# STATED EXERCISE 1
In the protocol code, what GossipSub topic name does the broadcast function use?
# STATED EXERCISE 2
From the protocol code, copy the part that opens with the words containing "Send/Receive" and closes with "Ok(response)".

# PASSAGE TO READ
Request-Response Protocol

#![allow(unused)]
fn main() {
#[derive(NetworkBehaviour)]
pub struct NodalyncBehaviour {
    kademlia: Kademlia<MemoryStore>,
    request_response: request_response::Behaviour<NodalyncCodec>,
    gossipsub: gossipsub::Behaviour,
    identify: identify::Behaviour,
}

pub struct NodalyncCodec;

impl request_response::Codec for NodalyncCodec {
    type Protocol = &'static str;
    type Request = Message;
    type Response = Message;
    
    fn protocol(&self) -> Self::Protocol {
        "/nodalync/1.0.0"
    }
    
    async fn read_request(&mut self, io: &mut impl AsyncRead) -> io::Result<Self::Request> {
        let bytes = read_length_prefixed(io, MAX_MESSAGE_SIZE).await?;
        decode_message(&bytes).map_err(|e| io::Error::new(io::ErrorKind::InvalidData, e))
    }
    
    async fn write_response(&mut self, io: &mut impl AsyncWrite, msg: Self::Response) -> io::Result<()> {
        let bytes = encode_message(&msg)?;
        write_length_prefixed(io, &bytes).await
    }
}
}

Send/Receive

#![allow(unused)]
fn main() {
/// Send message to specific peer
pub async fn send(&mut self, peer: &PeerId, message: Message) -> Result<Message> {
    let response = self.request_response
        .send_request(peer, message)
        .await
        .map_err(|e| Error::Network(e.to_string()))?;
    
    Ok(response)
}

/// Broadcast announcement via GossipSub
pub async fn broadcast(&mut self, message: Message) -> Result<()> {
    let topic = gossipsub::IdentTopic::new("/nodalync/announce/1.0.0");
    let bytes = encode_message(&message)?;
    
    self.gossipsub.publish(topic, bytes)?;
    
    Ok(())

Items from a labeling collection
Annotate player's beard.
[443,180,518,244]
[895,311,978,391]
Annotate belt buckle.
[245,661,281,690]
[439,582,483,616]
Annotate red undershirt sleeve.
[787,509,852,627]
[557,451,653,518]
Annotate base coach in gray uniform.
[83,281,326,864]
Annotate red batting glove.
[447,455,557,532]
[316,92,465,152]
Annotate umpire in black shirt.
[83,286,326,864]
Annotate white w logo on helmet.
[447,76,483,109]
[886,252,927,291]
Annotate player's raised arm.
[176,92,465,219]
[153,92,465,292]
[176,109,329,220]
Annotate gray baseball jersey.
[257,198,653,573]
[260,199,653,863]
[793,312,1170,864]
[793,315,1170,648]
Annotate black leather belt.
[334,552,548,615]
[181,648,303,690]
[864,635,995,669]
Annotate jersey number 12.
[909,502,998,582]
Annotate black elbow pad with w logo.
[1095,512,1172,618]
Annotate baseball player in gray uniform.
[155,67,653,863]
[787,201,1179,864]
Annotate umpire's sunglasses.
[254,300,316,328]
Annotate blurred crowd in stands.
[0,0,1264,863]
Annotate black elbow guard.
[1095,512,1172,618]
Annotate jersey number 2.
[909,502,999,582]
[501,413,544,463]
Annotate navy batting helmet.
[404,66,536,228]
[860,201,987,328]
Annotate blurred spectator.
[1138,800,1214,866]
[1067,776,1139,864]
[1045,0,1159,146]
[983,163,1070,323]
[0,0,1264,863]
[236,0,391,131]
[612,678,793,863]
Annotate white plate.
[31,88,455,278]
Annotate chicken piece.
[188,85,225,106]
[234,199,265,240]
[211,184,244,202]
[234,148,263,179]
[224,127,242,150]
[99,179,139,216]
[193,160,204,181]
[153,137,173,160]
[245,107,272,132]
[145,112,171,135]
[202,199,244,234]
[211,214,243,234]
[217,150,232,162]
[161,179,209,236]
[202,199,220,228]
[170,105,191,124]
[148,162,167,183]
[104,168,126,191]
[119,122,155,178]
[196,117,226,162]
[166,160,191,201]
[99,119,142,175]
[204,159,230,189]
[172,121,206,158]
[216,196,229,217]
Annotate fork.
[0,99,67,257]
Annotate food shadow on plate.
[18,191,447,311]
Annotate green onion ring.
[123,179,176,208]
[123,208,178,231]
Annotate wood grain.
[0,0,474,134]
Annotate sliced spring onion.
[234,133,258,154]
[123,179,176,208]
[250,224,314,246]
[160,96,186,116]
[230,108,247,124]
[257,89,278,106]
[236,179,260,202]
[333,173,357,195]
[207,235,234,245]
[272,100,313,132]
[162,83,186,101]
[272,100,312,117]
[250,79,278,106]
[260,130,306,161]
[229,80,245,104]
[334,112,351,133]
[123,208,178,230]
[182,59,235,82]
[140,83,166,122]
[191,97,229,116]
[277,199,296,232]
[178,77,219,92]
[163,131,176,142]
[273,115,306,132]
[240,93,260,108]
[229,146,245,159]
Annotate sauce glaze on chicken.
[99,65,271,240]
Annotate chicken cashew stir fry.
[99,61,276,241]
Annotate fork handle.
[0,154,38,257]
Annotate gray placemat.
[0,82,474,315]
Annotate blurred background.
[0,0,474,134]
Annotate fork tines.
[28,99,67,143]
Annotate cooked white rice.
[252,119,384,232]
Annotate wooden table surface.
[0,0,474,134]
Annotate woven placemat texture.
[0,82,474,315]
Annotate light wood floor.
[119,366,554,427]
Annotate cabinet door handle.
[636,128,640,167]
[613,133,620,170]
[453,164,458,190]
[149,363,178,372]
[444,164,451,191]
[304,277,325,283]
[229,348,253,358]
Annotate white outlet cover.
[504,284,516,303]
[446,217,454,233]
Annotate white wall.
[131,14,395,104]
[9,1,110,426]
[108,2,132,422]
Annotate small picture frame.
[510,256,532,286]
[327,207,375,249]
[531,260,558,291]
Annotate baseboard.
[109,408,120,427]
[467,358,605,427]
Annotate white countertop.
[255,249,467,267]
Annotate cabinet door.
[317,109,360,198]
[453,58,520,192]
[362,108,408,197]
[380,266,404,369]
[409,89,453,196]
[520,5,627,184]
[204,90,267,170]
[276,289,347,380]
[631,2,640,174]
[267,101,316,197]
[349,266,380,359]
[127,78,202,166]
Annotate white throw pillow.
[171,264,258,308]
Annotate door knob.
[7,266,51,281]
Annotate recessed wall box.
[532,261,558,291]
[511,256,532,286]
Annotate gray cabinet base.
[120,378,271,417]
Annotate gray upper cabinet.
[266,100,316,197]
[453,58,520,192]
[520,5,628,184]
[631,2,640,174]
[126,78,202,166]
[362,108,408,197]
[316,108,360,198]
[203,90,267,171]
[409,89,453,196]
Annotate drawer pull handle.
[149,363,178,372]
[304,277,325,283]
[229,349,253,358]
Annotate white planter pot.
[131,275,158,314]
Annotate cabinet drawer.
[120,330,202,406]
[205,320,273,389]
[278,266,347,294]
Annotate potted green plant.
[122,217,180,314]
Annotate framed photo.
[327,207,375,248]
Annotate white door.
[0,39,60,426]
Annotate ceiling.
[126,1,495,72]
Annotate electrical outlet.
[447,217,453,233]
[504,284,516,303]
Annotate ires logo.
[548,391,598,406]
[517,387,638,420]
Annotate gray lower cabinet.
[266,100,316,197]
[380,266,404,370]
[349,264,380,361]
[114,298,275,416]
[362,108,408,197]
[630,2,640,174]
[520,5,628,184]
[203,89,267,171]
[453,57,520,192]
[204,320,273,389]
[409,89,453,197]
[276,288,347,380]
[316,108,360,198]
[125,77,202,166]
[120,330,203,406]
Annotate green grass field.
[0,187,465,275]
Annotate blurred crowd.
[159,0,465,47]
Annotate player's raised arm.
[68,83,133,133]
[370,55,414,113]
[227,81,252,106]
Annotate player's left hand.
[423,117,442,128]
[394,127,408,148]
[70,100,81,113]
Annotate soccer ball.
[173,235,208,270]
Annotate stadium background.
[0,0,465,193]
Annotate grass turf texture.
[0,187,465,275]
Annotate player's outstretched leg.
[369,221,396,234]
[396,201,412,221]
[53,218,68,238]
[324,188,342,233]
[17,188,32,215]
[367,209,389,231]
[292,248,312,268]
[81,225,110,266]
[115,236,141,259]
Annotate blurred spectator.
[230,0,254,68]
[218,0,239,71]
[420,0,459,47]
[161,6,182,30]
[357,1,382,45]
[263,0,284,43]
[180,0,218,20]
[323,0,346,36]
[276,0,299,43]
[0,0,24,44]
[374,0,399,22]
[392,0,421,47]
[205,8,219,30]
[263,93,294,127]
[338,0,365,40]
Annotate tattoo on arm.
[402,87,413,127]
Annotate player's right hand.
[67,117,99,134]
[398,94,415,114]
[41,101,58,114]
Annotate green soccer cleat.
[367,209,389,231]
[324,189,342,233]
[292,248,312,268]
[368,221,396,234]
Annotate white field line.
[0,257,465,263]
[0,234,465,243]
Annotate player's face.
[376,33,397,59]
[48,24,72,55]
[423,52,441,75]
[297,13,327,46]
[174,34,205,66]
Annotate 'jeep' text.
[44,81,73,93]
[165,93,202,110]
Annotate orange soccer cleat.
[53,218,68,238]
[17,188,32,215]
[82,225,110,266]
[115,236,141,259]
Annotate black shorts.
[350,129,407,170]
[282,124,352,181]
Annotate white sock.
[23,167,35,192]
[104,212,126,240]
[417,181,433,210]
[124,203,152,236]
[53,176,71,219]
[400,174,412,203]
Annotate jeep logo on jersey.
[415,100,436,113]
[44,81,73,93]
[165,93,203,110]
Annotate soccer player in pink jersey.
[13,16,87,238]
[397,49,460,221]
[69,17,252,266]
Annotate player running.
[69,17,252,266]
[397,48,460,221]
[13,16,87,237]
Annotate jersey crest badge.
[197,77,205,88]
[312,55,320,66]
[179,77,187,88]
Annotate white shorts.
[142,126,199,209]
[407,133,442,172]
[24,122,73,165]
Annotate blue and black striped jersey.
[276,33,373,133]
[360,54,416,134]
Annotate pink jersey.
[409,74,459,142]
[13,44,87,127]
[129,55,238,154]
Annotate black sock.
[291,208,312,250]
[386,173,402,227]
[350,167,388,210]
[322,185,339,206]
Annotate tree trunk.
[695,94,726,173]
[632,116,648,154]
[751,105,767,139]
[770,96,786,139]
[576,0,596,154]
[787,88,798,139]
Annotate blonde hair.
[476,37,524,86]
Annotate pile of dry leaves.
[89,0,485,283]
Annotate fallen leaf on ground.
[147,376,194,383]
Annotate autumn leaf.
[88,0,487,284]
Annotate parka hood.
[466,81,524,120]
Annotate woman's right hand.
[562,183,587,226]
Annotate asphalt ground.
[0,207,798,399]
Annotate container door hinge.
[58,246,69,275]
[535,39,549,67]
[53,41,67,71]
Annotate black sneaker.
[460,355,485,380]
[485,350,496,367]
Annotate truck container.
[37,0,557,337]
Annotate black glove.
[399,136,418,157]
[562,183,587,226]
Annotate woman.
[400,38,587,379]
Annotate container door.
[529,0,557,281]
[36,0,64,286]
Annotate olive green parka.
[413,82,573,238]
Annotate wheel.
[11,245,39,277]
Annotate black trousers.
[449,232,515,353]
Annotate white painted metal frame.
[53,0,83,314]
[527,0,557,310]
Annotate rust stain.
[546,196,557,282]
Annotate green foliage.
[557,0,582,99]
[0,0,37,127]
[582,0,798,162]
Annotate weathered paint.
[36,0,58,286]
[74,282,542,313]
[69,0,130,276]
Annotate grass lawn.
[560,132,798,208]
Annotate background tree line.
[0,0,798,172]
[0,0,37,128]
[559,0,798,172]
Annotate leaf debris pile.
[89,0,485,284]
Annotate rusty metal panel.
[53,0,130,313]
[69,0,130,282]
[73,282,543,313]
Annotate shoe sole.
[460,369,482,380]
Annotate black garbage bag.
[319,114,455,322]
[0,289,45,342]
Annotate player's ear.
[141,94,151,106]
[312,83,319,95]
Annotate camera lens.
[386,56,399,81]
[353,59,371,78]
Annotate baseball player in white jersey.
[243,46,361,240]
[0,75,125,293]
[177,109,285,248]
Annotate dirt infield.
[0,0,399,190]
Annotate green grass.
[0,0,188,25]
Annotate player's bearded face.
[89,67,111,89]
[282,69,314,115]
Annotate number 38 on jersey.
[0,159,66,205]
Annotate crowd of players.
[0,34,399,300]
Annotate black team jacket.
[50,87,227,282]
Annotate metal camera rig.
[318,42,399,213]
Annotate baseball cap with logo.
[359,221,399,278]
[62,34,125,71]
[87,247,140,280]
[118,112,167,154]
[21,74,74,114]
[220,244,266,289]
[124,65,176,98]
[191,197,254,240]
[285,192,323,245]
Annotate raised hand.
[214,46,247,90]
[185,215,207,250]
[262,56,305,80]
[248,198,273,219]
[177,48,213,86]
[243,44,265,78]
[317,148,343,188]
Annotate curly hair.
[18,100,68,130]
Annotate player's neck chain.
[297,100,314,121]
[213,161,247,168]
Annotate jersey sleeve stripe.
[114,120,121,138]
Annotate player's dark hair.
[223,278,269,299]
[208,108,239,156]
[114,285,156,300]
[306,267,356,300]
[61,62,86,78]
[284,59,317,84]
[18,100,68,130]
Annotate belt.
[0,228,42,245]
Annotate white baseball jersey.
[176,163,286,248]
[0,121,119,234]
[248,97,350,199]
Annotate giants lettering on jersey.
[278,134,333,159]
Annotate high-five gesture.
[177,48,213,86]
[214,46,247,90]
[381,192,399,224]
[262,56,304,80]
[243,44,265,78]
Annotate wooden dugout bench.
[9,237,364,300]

# TASK ANSWER 1
/nodalync/announce/1.0.0

# TASK ANSWER 2
Send/Receive

#![allow(unused)]
fn main() {
/// Send message to specific peer
pub async fn send(&mut self, peer: &PeerId, message: Message) -> Result<Message> {
    let response = self.request_response
        .send_request(peer, message)
        .await
        .map_err(|e| Error::Network(e.to_string()))?;
    
    Ok(response)